* **Work required**
Wherever the string "negative" occurs in a line of these records, report that line.
□ □ □ □ □ □ □
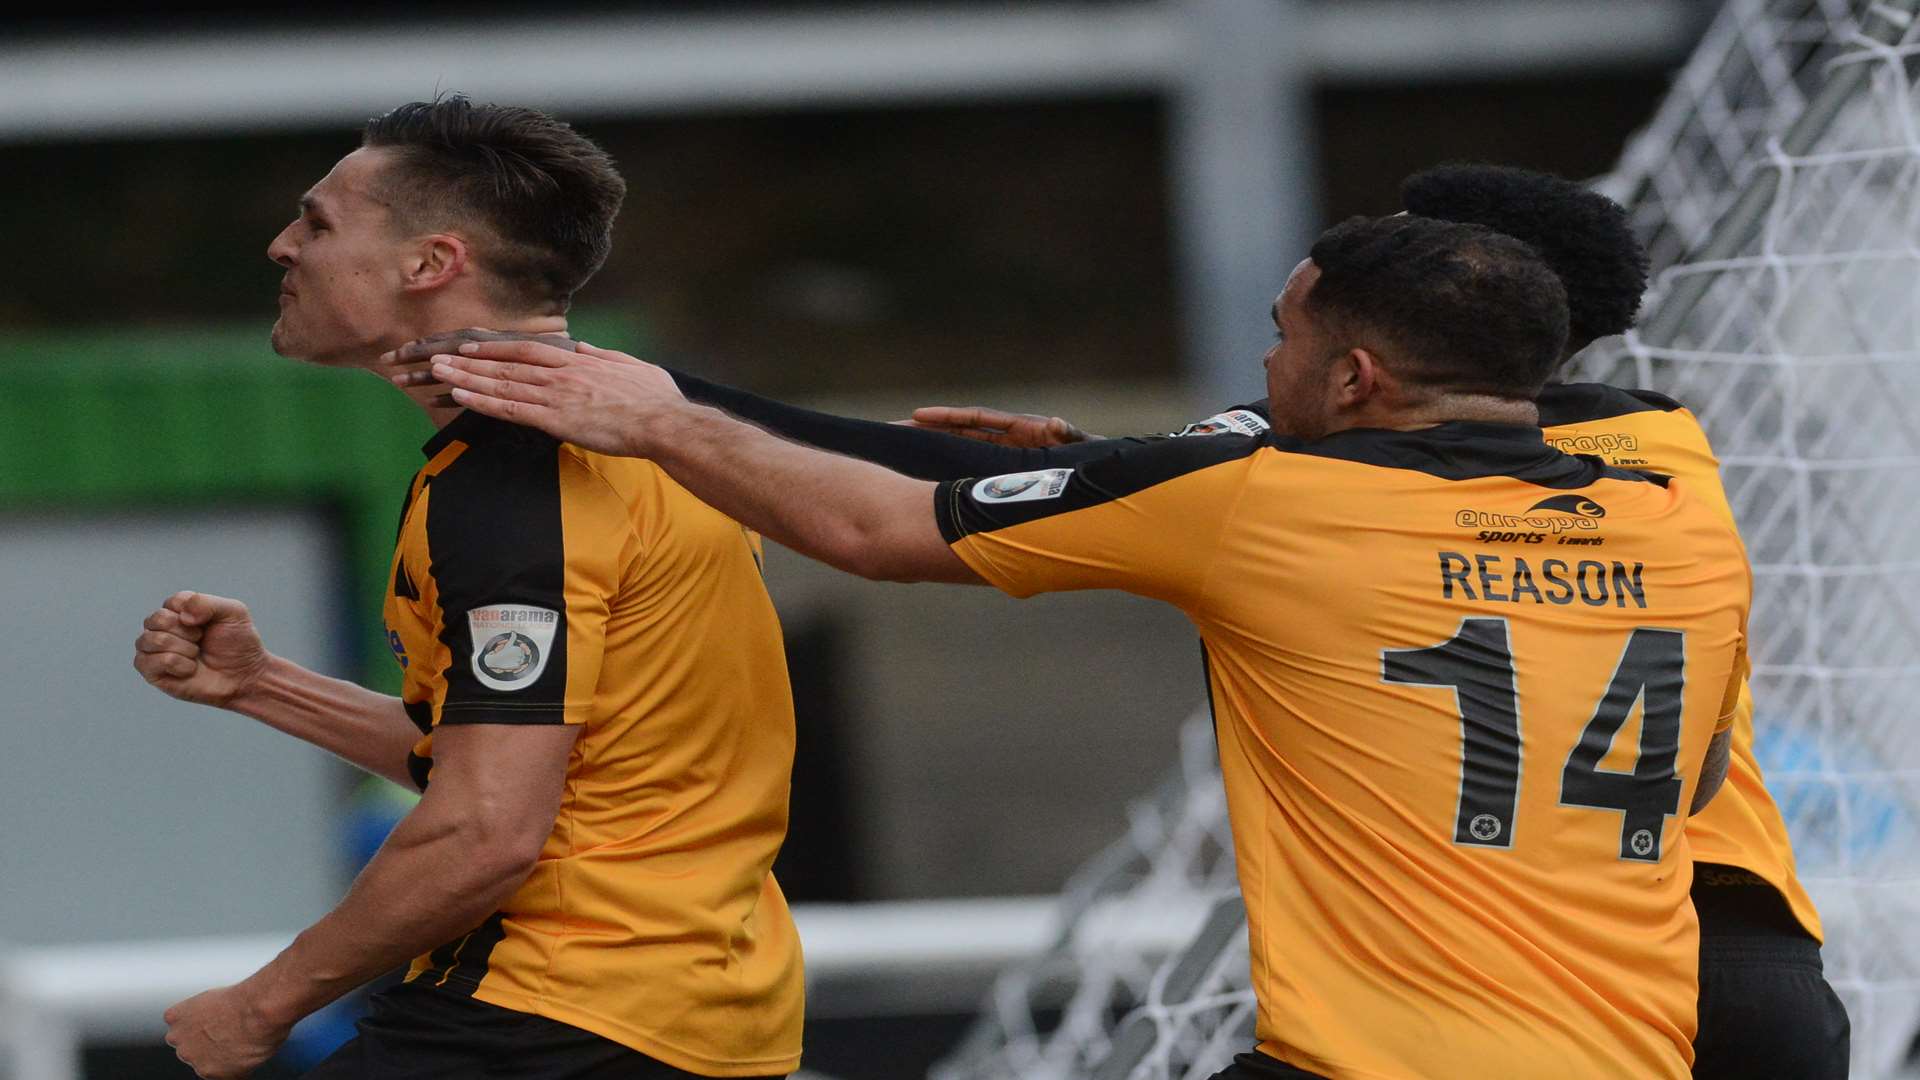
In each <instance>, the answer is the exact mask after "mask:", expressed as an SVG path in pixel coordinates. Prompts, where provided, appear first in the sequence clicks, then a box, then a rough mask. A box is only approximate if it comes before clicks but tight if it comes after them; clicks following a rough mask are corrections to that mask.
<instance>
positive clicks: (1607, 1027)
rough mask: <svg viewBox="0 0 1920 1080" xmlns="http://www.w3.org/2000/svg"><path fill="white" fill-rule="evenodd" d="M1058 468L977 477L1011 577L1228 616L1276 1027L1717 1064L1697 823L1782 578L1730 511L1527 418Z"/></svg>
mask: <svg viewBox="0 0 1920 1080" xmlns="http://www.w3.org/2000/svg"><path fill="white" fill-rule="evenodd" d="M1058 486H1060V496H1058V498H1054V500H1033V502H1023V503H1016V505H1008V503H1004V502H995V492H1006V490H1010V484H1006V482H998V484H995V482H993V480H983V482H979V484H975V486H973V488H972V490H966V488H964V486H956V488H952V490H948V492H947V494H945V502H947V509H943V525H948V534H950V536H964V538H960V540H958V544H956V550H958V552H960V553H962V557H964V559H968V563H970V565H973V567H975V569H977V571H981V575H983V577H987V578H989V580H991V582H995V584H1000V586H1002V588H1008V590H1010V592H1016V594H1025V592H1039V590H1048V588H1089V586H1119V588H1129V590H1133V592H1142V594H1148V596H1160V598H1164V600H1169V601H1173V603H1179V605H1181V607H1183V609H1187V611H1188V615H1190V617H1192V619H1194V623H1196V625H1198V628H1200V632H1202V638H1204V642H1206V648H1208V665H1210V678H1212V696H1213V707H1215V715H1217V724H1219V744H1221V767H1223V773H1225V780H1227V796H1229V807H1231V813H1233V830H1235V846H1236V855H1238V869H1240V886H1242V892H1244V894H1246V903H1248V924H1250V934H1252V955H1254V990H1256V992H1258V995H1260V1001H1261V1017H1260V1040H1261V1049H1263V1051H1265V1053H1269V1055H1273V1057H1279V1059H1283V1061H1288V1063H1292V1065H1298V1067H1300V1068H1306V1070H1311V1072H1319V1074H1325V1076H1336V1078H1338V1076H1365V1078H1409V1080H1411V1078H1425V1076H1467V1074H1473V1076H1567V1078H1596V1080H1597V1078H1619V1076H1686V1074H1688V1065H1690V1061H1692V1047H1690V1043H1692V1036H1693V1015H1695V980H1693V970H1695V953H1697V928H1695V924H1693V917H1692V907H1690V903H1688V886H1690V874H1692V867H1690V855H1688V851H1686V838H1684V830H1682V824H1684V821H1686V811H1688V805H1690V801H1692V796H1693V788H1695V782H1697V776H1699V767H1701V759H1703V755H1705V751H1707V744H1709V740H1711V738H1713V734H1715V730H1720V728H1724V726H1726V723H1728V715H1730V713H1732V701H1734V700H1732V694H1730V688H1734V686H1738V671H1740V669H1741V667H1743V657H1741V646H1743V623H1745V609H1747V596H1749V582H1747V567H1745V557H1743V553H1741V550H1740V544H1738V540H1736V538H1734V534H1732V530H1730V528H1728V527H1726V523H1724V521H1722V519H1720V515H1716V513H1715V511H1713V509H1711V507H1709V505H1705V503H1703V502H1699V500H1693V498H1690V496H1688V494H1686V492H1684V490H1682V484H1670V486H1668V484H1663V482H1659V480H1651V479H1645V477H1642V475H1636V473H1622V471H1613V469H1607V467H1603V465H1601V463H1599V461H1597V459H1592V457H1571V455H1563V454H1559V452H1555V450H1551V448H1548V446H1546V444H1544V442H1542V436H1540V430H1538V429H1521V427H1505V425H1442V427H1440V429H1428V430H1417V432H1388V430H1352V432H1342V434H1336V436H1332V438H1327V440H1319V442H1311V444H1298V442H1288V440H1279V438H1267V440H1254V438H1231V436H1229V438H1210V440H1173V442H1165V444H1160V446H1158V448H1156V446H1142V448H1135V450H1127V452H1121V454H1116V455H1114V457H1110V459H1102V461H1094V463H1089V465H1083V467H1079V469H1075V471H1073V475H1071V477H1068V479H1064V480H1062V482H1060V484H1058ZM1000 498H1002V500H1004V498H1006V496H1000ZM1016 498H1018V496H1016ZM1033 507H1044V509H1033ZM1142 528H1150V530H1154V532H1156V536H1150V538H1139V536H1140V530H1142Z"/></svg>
□ □ □ □ □ □ □
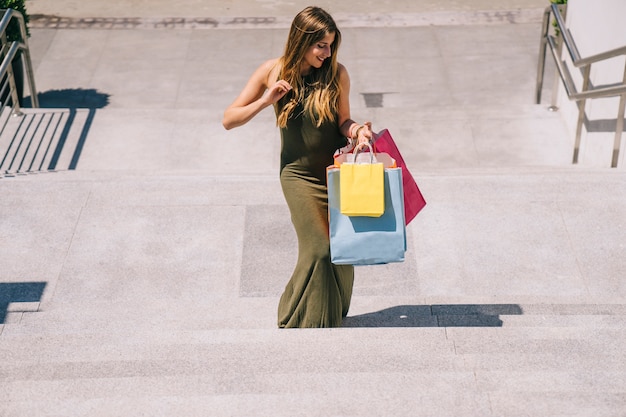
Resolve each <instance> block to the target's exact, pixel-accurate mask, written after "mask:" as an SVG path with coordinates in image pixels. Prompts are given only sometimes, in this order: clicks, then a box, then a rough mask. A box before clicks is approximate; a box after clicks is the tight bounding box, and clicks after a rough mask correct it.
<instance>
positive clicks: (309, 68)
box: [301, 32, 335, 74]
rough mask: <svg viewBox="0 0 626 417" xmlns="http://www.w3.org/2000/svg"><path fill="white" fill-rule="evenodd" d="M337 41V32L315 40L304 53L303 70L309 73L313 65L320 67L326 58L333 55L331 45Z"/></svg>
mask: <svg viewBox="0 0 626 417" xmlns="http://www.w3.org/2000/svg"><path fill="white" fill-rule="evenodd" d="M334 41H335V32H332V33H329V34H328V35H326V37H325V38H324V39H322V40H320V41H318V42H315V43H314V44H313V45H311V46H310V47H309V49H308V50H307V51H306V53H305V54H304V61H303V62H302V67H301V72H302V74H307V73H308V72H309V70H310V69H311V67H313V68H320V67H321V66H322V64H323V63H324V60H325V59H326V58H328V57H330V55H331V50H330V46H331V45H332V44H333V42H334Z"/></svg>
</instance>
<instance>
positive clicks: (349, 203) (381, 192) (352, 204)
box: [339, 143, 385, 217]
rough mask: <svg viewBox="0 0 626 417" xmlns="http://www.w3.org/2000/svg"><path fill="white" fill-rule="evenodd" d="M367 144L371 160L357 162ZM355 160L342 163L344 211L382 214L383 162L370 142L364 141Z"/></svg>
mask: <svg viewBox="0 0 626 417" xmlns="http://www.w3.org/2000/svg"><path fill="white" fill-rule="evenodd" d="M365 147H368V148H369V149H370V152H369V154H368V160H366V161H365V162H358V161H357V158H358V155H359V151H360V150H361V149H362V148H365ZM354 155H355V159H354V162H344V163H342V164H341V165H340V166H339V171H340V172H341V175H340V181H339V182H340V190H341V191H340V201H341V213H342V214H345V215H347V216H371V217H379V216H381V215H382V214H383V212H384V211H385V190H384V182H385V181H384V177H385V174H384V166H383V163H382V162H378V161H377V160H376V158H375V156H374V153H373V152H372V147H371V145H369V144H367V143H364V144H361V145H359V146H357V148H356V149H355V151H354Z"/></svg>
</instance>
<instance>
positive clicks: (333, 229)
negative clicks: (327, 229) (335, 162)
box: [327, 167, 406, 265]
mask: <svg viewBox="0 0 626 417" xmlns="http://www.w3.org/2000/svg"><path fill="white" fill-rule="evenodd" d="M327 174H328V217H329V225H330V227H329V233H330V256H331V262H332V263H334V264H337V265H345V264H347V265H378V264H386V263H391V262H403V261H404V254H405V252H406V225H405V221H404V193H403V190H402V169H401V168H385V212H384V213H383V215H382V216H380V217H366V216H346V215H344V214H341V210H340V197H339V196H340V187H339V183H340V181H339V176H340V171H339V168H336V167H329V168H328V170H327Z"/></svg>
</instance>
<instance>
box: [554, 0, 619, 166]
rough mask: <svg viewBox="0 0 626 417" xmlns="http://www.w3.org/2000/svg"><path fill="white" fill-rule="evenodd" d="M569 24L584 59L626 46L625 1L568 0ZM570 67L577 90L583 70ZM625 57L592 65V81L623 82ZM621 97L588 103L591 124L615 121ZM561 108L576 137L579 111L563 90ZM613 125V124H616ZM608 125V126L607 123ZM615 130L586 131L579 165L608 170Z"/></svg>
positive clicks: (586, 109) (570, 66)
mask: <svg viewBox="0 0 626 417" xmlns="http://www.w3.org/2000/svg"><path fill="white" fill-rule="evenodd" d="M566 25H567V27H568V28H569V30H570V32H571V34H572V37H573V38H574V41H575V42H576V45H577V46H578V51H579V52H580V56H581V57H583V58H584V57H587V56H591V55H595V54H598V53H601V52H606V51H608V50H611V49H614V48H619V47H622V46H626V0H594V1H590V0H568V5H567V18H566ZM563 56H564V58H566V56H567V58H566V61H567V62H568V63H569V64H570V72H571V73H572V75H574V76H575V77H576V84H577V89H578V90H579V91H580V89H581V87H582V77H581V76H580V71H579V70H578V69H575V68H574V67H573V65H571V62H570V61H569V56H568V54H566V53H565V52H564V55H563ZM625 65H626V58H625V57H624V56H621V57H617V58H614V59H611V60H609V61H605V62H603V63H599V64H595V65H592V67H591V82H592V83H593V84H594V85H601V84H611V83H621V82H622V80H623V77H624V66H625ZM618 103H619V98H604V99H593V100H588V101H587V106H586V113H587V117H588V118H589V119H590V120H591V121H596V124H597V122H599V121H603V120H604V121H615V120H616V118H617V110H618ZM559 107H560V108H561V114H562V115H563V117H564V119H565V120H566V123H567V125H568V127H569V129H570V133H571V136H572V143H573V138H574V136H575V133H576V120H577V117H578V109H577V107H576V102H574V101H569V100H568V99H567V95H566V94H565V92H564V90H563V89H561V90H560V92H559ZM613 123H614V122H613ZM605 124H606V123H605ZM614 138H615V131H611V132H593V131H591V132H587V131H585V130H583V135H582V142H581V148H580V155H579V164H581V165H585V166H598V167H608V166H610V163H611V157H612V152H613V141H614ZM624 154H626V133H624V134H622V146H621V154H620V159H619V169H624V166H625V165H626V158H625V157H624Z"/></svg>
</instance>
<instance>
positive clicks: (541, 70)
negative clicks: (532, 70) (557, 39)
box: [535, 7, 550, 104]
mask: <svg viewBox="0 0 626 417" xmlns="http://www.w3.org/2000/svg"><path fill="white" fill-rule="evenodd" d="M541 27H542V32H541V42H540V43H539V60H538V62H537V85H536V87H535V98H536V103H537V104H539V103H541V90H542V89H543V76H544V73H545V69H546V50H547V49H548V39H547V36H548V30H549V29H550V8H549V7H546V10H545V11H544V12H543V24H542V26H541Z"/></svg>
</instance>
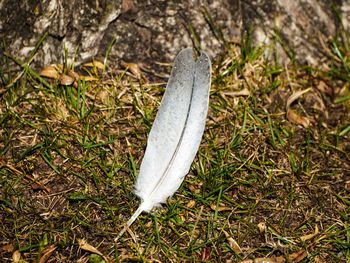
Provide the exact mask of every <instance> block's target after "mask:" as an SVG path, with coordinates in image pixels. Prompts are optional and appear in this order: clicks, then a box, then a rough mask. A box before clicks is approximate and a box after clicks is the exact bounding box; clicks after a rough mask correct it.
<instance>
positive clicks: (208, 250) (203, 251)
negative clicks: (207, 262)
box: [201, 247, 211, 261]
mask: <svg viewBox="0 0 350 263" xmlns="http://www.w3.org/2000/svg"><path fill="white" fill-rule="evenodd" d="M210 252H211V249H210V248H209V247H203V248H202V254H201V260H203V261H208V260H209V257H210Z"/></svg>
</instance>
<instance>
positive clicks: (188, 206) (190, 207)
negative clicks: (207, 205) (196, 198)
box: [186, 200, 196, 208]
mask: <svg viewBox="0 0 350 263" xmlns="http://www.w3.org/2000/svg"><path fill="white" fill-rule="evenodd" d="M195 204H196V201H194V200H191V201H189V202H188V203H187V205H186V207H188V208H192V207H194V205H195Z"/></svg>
□ □ □ □ □ □ □
* **Exercise solution**
negative clicks: (327, 229) (335, 162)
negative clicks: (532, 70) (557, 39)
negative clicks: (207, 262)
negative clicks: (207, 205) (196, 198)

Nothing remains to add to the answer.